_TEXTO MOSTRADO_
>>>>

La ciencia es la magia moderna y una superstición en tanto su desmedida confianza en su
propia inteligencia amoral. Una idolatría de sí misma, "de nuestro propio poder sobre la
realidad material" y de su propia creencia en que no existe nada que no pueda medirse
(justamente, la palabra sánscrita maya se refiere tanto a lo ilusorio como a lo mensurable). Y
quizás incluso una goetia (magia negra), pues, como el hechicero, pone al servicio del poder
personal mundano todas las fuerzas del cosmos, sin tener ningún reparo en que los actos
inmorales puedan tener consecuencias. ¿Y acaso no estamos viendo las consecuencias de una
especie de pacto fáustico, en el que la explotación de la naturaleza a través de la ciencia
tecnológica amoral empieza a pintar un futuro desolador, hasta el punto de amenazar con
autodestruir el valeroso proyecto de nuestra humanidad?

<<<<

_CONJUNTO DE DATOS_
>>>>

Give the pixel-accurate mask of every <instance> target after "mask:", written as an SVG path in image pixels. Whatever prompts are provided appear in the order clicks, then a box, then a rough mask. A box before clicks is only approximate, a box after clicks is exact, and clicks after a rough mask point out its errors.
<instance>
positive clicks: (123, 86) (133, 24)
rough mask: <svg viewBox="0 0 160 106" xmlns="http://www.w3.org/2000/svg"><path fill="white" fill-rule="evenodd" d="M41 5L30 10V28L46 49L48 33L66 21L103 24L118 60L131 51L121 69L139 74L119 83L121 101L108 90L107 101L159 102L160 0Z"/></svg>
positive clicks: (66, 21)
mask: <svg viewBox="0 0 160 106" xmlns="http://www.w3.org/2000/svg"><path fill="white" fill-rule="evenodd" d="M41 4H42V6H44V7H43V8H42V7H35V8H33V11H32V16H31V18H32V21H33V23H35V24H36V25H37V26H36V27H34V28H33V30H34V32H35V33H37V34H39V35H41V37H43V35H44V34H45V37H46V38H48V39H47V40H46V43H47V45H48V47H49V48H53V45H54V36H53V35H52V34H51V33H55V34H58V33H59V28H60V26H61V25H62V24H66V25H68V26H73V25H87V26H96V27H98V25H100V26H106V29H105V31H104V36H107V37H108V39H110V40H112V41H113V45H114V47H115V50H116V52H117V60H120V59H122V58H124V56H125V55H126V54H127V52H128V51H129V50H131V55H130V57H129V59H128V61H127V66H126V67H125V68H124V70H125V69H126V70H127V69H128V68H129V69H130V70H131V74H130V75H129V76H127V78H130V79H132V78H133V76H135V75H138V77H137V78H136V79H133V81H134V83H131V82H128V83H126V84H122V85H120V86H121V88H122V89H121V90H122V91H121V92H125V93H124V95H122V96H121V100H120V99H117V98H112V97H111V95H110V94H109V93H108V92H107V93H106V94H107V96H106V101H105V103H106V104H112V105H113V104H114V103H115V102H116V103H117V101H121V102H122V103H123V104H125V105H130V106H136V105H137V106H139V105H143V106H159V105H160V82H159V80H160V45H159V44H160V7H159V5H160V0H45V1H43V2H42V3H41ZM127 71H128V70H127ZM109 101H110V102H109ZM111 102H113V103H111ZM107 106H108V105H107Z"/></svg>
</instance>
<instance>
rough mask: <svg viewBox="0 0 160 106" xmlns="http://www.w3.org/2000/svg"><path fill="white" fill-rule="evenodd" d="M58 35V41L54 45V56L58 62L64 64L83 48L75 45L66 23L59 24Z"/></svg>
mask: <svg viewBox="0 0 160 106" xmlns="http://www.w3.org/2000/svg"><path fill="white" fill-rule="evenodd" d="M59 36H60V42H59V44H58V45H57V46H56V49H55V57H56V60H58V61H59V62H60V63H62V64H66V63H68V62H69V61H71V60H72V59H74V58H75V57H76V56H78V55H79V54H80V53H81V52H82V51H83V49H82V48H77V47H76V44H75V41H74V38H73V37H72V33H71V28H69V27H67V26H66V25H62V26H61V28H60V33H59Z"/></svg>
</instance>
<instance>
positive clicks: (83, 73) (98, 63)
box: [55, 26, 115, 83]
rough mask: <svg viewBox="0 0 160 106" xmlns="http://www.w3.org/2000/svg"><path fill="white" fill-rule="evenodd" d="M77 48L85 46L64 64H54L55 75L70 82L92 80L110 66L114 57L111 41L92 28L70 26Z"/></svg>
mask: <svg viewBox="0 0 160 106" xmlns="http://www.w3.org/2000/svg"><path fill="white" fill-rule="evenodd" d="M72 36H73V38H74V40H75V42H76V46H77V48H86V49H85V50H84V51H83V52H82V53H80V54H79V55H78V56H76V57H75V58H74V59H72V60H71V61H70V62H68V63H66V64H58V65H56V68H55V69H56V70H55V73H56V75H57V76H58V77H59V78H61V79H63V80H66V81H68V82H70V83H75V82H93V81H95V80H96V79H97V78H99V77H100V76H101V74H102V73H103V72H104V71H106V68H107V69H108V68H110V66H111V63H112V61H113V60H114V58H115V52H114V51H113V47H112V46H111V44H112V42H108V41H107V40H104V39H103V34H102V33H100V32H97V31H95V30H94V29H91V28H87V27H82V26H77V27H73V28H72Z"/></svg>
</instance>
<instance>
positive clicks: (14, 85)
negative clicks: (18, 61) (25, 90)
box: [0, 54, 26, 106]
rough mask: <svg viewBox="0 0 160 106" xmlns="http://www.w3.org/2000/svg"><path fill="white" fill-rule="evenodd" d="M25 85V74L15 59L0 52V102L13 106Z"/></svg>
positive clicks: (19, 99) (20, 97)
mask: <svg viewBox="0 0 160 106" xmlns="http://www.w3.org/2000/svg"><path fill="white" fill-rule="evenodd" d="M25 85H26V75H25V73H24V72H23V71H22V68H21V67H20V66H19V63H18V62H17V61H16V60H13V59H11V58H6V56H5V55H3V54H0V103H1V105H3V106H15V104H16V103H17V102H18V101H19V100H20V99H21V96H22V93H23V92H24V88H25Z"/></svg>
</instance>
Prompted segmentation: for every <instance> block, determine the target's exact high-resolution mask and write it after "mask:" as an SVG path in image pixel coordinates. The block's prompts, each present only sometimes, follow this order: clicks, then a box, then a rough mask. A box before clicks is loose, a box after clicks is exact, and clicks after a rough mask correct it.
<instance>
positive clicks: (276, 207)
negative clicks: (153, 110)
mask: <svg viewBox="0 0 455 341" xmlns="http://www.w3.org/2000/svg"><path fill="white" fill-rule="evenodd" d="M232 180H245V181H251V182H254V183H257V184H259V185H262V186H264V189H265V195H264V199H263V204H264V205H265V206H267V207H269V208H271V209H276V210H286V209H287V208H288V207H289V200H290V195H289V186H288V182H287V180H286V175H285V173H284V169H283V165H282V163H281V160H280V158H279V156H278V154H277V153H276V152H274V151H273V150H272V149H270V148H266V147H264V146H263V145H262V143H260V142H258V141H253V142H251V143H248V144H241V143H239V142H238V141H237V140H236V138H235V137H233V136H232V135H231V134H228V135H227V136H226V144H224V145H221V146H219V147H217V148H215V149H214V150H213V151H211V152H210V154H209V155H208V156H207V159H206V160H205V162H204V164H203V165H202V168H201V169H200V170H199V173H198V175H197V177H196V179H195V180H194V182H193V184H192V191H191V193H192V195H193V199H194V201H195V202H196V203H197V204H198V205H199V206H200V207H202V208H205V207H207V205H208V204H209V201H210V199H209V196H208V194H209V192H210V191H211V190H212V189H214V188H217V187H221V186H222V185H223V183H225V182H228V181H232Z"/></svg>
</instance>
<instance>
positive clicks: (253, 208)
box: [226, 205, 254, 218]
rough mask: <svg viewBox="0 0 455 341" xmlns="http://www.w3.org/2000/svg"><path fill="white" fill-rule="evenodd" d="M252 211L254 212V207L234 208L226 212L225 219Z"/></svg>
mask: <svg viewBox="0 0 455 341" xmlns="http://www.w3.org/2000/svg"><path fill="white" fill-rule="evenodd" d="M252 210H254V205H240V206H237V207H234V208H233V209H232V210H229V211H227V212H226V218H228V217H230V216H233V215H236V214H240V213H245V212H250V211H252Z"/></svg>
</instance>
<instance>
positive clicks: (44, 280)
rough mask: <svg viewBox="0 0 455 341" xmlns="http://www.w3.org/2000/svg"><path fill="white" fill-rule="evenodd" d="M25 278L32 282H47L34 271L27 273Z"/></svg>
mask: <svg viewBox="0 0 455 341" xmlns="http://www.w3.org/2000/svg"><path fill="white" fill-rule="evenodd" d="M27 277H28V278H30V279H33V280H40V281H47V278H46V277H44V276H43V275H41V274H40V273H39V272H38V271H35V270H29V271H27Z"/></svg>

<<<<

_QUÉ SE PIDE_
Según el texto mostrado, ¿a qué se refiere la palabra sánscrita maya? Los datos son material aparte, sin relación con el texto mostrado.

_RESPUESTA_
Se refiere tanto a lo ilusorio como a lo mensurable.